Brief -
Filter this data down to the lines that hold "below", and copy them.

(Referring expression pointing data)
= = = =
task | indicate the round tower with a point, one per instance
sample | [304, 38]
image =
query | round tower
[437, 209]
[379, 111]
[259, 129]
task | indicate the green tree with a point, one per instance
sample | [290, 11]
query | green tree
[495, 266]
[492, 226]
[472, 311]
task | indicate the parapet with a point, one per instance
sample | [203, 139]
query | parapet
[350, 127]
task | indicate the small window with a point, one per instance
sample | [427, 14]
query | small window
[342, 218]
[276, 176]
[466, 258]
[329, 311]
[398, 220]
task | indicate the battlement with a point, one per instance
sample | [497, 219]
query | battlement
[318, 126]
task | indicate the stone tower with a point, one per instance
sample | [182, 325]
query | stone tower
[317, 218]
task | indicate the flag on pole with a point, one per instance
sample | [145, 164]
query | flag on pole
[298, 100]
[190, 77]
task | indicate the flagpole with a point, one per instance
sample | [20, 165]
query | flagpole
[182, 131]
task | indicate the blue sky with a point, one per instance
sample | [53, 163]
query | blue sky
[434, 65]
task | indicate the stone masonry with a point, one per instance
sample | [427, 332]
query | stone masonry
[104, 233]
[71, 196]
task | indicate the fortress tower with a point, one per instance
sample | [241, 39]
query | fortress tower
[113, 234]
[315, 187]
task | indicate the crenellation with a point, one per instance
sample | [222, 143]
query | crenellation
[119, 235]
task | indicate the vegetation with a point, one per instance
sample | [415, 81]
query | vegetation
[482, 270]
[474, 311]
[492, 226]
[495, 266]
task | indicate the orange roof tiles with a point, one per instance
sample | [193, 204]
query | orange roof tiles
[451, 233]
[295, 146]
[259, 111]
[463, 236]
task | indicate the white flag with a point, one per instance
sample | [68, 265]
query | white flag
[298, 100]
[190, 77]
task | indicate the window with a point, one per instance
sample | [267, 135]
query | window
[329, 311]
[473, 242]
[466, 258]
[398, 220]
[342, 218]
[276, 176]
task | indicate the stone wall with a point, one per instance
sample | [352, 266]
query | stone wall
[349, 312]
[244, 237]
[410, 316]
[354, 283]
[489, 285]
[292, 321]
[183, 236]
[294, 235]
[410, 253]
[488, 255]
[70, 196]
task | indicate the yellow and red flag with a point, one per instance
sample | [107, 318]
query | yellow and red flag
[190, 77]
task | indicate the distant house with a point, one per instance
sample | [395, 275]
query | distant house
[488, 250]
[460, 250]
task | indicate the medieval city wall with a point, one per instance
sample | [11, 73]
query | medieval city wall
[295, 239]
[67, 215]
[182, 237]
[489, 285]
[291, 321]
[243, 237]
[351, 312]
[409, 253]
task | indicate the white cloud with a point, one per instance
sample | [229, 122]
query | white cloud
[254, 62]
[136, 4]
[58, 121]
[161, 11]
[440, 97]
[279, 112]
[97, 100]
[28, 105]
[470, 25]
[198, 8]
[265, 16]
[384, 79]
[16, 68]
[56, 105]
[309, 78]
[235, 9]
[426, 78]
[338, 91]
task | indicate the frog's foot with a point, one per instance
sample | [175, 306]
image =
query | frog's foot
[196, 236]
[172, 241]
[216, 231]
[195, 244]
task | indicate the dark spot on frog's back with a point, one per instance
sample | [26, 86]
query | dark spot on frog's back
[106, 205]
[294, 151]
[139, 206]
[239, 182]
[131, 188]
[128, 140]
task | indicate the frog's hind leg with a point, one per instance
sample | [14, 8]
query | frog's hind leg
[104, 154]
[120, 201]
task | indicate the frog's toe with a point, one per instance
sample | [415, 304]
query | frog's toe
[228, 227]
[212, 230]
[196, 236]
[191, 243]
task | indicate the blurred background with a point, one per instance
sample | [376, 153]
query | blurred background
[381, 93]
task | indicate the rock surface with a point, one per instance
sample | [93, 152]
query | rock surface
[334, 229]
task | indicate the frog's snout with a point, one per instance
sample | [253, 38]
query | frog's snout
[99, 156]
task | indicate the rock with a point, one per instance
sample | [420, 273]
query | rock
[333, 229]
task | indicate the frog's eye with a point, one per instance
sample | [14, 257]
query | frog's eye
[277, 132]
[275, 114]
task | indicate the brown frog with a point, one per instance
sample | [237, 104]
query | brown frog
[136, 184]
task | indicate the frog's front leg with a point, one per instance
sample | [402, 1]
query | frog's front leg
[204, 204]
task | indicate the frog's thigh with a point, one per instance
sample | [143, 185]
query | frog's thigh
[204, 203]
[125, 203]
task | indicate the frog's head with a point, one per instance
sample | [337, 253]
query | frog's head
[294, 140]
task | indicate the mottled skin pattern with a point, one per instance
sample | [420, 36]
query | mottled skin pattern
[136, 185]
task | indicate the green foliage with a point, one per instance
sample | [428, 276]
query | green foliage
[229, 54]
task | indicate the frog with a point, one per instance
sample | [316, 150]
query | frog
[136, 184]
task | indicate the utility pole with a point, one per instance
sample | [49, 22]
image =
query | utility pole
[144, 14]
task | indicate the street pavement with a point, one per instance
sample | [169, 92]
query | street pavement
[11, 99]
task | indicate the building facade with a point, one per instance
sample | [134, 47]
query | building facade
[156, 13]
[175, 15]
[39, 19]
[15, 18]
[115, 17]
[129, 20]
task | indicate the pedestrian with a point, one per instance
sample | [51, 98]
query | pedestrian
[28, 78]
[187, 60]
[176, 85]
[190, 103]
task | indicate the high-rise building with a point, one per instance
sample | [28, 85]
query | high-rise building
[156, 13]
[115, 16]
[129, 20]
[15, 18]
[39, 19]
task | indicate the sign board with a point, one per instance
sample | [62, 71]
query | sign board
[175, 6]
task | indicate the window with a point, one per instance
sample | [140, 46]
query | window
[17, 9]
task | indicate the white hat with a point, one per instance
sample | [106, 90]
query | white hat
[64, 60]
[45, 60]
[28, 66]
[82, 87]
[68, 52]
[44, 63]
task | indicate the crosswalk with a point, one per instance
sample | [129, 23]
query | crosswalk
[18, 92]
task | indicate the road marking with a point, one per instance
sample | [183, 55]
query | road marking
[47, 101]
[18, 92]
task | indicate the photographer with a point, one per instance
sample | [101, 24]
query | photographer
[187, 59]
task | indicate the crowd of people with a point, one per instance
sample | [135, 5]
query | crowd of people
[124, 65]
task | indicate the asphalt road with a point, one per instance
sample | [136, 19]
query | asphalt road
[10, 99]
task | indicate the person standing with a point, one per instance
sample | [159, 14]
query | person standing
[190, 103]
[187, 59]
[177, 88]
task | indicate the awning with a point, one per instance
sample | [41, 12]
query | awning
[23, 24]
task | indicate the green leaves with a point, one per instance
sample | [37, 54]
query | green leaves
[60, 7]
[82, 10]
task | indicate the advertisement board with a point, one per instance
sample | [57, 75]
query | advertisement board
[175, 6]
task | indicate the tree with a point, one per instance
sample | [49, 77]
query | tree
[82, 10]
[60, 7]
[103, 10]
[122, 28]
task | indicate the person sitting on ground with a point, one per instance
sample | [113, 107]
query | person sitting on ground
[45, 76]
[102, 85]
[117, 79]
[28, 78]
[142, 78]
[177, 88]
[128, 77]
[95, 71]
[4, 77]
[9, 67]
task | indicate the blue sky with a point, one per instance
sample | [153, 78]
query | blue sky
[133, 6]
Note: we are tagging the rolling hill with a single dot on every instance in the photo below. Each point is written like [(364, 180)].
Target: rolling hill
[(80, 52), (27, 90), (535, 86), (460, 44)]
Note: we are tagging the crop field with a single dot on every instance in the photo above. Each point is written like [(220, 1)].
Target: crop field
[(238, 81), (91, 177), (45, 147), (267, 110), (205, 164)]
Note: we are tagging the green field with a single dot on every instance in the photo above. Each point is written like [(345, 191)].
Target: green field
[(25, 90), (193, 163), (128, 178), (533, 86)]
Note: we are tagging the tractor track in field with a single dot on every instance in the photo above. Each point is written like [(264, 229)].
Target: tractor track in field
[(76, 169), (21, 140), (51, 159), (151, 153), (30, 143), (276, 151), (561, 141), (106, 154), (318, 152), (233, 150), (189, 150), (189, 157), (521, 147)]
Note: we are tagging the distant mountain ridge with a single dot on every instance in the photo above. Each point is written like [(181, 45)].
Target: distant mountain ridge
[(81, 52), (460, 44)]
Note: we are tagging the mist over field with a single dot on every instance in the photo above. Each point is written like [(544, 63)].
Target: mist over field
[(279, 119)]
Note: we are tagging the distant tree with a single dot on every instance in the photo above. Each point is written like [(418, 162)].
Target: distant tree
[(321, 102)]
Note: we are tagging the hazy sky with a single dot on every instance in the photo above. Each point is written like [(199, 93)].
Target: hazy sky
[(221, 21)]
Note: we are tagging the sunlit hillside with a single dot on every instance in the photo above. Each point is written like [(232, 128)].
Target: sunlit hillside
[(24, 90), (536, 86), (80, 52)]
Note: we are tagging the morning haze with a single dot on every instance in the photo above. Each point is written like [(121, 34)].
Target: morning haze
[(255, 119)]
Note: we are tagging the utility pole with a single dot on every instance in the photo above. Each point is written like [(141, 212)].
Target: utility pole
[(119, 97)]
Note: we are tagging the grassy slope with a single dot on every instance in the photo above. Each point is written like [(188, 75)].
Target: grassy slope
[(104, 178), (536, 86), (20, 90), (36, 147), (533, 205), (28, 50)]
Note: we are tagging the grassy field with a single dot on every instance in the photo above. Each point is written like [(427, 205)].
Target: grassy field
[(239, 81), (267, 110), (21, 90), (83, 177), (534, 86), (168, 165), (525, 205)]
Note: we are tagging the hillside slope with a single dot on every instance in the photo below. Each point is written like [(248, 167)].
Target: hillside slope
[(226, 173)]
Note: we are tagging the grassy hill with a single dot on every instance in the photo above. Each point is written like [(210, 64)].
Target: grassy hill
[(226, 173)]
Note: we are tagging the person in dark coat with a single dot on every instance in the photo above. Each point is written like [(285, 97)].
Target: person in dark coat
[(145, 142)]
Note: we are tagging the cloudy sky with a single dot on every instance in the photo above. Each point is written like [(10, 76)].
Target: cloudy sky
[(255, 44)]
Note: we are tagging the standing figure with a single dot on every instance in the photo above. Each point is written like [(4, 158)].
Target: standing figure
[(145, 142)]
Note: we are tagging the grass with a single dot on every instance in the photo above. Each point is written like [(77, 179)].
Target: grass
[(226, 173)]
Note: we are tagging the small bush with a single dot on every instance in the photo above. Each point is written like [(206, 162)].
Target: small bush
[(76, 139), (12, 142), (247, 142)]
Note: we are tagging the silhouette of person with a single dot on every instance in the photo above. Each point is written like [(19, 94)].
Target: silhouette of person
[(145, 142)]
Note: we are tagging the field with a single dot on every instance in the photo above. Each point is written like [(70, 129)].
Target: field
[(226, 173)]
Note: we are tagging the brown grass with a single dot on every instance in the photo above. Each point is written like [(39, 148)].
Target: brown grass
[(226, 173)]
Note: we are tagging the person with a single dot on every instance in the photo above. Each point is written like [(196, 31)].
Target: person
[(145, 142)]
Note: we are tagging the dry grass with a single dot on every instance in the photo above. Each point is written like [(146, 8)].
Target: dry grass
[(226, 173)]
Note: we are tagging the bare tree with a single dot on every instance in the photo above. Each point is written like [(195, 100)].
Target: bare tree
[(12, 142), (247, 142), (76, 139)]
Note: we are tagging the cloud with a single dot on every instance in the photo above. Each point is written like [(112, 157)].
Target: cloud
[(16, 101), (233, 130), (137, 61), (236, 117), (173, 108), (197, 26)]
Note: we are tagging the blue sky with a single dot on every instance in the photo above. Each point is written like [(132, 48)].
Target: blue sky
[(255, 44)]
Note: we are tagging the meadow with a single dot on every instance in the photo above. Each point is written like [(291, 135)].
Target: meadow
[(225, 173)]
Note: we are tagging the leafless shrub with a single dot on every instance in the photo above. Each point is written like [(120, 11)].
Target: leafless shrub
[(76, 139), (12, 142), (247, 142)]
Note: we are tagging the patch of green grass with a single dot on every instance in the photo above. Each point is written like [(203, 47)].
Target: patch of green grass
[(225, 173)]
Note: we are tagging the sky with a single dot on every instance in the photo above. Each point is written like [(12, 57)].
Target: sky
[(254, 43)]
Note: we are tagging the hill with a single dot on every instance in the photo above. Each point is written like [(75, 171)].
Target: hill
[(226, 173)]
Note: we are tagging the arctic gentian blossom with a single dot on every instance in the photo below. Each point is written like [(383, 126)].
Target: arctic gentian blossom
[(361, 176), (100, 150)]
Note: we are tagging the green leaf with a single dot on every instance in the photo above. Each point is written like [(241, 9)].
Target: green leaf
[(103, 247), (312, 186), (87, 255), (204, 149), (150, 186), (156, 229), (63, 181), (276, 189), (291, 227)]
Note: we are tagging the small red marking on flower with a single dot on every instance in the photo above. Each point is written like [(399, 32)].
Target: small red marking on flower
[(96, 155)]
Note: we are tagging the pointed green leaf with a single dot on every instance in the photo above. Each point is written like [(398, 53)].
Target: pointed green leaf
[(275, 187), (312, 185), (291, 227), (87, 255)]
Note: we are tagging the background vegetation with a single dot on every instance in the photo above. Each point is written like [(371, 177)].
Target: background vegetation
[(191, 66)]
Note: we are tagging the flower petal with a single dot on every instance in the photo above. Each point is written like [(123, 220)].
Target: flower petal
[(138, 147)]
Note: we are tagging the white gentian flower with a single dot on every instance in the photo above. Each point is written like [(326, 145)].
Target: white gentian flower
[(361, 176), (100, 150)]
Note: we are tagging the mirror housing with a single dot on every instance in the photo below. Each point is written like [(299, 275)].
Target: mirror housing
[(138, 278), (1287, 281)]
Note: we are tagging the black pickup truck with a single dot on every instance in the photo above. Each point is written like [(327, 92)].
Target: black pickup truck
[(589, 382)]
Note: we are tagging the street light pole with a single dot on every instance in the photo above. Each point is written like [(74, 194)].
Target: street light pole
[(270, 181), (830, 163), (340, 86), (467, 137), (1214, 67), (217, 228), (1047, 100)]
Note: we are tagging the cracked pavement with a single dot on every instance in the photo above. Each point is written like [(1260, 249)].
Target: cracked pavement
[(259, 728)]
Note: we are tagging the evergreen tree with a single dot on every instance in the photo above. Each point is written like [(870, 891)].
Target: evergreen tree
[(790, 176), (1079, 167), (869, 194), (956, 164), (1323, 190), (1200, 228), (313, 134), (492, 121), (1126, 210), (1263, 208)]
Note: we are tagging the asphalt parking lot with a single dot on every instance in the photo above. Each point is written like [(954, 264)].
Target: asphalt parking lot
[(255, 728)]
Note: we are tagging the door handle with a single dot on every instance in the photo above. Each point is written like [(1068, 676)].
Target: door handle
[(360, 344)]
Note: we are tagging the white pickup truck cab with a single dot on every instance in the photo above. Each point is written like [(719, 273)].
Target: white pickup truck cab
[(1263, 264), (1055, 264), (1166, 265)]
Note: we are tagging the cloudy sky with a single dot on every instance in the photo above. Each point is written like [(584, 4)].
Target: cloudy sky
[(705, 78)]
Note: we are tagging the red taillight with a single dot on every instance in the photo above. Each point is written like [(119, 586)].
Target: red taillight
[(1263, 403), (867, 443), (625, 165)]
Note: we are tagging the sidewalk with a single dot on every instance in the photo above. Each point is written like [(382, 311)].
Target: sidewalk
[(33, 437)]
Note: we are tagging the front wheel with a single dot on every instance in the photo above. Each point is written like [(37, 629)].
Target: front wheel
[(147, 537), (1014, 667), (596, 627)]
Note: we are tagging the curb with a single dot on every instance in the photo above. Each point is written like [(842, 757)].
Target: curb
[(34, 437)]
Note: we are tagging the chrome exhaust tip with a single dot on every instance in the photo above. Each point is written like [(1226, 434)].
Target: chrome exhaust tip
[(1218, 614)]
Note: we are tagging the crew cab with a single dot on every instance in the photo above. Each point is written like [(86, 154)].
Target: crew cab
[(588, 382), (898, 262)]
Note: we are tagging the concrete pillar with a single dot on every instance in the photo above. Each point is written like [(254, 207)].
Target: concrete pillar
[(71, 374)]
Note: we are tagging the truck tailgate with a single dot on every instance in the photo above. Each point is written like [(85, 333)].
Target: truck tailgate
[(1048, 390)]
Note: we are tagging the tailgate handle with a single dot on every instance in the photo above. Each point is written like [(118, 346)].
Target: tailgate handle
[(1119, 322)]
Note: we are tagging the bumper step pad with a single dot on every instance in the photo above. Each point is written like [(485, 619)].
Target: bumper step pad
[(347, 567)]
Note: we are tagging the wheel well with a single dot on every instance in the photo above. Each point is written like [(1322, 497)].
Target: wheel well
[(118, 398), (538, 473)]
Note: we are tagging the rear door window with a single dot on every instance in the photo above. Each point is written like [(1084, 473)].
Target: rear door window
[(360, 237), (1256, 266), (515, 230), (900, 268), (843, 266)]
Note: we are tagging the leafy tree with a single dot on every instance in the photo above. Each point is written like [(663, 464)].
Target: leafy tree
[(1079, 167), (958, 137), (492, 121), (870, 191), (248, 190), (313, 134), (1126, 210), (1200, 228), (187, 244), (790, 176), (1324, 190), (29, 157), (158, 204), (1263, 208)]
= = = =
Exercise solution -
Note: we are tagging the rolling hill with a single dot on every instance in the photo below. Each point is written like [(364, 180)].
Note: we are tagging the hillside slope with a single dot on every instance in the photo below. Each point is written like [(248, 167)].
Note: we are tagging the arctic gentian blossom with a single dot on every instance in the photo below. Each point is written like [(383, 126)].
Note: we are tagging the mirror housing with a single dot on every instance in the photo below. Each point is written like [(299, 275)].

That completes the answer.